> TASK REQUIREMENTS
Output every line of the entries from the line containing "of the green" through the last, exactly, with no other content.

[Pointing and labeling entries]
------------------------------------------------------------
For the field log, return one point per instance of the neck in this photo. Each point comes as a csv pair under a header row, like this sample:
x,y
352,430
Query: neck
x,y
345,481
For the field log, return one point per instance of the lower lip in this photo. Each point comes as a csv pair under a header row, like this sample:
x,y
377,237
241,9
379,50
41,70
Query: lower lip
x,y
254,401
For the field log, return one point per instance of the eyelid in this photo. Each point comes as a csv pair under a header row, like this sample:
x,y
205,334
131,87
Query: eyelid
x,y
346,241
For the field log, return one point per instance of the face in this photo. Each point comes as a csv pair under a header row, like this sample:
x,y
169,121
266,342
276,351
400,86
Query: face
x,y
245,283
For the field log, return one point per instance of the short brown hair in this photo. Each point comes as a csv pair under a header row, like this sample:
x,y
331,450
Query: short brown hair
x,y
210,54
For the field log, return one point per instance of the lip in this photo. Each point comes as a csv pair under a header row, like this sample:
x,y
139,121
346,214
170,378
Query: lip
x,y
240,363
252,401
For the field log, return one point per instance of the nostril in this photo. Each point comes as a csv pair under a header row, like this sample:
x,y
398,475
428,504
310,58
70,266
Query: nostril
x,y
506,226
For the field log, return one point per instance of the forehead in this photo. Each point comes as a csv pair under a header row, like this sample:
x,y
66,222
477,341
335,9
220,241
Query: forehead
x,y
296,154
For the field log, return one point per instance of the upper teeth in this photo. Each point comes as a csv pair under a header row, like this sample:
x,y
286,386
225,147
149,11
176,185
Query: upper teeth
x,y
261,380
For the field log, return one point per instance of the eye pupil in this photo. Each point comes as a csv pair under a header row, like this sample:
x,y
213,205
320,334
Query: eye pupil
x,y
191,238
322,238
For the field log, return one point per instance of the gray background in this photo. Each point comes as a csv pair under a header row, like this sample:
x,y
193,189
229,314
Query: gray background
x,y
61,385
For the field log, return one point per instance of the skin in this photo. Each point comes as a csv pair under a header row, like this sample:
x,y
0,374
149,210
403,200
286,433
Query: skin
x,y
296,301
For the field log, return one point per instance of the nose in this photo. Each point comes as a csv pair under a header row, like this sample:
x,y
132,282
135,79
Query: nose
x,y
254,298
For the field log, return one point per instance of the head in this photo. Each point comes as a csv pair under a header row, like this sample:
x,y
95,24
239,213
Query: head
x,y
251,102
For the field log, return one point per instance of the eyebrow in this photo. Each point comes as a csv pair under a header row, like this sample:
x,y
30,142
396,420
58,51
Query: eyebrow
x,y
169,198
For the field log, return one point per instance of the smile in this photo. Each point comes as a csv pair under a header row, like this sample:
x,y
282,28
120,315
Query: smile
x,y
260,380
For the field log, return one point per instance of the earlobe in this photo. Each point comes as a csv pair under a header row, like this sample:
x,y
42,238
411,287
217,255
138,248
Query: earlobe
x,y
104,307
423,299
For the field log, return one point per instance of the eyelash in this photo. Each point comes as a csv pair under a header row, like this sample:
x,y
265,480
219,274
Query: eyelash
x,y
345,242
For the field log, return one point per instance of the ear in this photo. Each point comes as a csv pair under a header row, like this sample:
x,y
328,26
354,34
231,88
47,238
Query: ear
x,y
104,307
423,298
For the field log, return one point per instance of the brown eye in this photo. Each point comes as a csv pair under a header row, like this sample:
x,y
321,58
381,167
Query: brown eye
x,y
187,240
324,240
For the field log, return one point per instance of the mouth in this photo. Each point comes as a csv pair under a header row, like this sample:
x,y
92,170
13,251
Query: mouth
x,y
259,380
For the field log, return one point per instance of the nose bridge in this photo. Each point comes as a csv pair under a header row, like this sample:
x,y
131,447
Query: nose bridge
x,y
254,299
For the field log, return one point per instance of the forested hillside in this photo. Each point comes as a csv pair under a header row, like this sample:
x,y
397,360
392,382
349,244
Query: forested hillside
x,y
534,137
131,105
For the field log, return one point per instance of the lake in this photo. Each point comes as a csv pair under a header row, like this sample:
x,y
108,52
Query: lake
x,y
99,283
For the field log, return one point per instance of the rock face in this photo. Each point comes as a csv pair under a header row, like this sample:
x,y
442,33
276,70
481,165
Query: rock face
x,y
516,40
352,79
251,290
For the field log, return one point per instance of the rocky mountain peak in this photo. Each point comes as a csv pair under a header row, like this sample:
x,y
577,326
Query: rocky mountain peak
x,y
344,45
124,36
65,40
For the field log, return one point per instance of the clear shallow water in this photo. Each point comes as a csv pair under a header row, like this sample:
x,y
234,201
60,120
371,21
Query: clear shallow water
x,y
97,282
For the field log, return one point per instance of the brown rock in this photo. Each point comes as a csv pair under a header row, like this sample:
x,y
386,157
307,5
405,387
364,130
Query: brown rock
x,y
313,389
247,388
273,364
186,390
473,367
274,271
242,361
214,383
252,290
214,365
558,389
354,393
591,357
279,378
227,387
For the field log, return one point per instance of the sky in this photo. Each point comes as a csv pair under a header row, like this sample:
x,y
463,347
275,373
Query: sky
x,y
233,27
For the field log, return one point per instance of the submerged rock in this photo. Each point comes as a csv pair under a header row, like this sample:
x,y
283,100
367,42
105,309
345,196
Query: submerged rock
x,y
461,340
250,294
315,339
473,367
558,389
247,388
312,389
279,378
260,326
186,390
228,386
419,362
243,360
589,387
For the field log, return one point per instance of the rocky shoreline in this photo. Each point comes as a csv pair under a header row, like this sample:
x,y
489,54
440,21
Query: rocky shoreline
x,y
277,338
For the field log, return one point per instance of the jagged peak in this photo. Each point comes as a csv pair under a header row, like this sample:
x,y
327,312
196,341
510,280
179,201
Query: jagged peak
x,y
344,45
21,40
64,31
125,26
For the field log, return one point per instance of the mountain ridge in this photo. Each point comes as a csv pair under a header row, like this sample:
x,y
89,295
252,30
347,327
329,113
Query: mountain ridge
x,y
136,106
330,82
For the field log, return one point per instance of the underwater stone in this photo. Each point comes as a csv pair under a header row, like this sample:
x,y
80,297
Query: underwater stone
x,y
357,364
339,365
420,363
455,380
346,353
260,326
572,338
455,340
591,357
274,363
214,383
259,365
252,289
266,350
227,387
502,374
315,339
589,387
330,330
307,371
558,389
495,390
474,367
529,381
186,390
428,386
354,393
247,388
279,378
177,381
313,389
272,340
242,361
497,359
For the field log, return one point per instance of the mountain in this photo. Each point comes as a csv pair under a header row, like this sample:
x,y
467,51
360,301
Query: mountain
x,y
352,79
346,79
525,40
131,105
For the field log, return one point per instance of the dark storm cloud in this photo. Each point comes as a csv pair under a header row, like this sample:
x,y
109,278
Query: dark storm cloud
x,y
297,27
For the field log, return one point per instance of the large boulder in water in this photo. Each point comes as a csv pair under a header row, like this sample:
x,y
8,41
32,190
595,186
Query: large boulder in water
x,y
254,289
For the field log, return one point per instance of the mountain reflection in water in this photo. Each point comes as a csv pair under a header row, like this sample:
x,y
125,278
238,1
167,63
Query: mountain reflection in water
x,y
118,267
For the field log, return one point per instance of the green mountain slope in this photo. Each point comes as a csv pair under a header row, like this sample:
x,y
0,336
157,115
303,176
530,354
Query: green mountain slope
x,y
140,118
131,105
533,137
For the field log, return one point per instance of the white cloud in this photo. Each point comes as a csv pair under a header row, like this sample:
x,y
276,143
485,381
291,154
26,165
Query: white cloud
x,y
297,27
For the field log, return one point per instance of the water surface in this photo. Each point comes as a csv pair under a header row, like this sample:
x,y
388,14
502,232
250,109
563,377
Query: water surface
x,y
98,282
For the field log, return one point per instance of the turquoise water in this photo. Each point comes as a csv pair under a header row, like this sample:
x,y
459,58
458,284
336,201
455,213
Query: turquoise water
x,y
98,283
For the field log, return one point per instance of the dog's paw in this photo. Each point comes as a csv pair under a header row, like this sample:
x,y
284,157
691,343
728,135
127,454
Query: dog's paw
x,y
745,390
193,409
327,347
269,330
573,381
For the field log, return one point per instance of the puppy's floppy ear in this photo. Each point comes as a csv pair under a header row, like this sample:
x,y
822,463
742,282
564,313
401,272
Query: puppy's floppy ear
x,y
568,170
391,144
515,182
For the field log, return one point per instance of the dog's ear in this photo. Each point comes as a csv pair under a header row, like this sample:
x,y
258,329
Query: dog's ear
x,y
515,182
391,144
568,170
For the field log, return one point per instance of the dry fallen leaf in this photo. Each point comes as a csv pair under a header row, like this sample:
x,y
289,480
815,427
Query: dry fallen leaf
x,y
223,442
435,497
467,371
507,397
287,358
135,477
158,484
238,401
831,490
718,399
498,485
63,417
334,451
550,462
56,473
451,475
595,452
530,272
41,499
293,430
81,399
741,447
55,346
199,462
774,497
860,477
------------------------------------------------------------
> REPLY
For the field log, return one point per instance of the green mountain slope in this photo. Each point comes as a csv pair under a header row, like this sample:
x,y
0,336
157,115
303,176
530,354
Query: green mountain slope
x,y
140,118
131,105
533,137
For the field log, return one point per instance of the white cloud in this photo. Each point comes as a csv pair under a header row, like this sample:
x,y
276,143
485,381
291,154
26,165
Query: white cloud
x,y
297,27
For the field log, return one point per instance of the water surface in this photo. Each point comes as a csv pair under a header row, like this sample:
x,y
388,14
502,232
250,109
563,377
Query: water surface
x,y
98,282
For the field log, return one point per instance of the turquoise water in this photo. Each point comes as a csv pair under a header row, like this sample:
x,y
459,58
458,284
336,201
455,213
Query: turquoise water
x,y
98,283
For the field log, return one point per instance of the dog's paw in this photo. Each point comes as a csv pair under a header row, like this sample:
x,y
284,157
691,343
728,135
127,454
Query: dog's paw
x,y
745,390
193,409
327,347
269,330
573,381
For the field log, return one point per instance of the puppy's floppy ear in this photo. Each point comes as a csv pair under a header row, like this sample:
x,y
822,463
742,282
564,313
401,272
Query: puppy's floppy ear
x,y
568,170
391,144
515,182
For the field log, return one point per instance of the dog's ear in this photo. Each point comes as a csv pair under a header row, like this sample:
x,y
258,329
Query: dog's ear
x,y
515,182
391,144
568,170
For the field log, return one point per instance of the dry fallen leaf in this photo. Each point comes as a csv pair under a header row, like this sample:
x,y
289,480
815,427
Query: dry fallen leaf
x,y
223,442
435,497
467,371
507,397
287,358
135,477
158,484
238,401
831,490
718,399
498,485
63,417
334,451
550,462
56,473
451,475
595,452
530,272
41,499
293,430
81,399
741,447
55,346
199,462
774,497
860,477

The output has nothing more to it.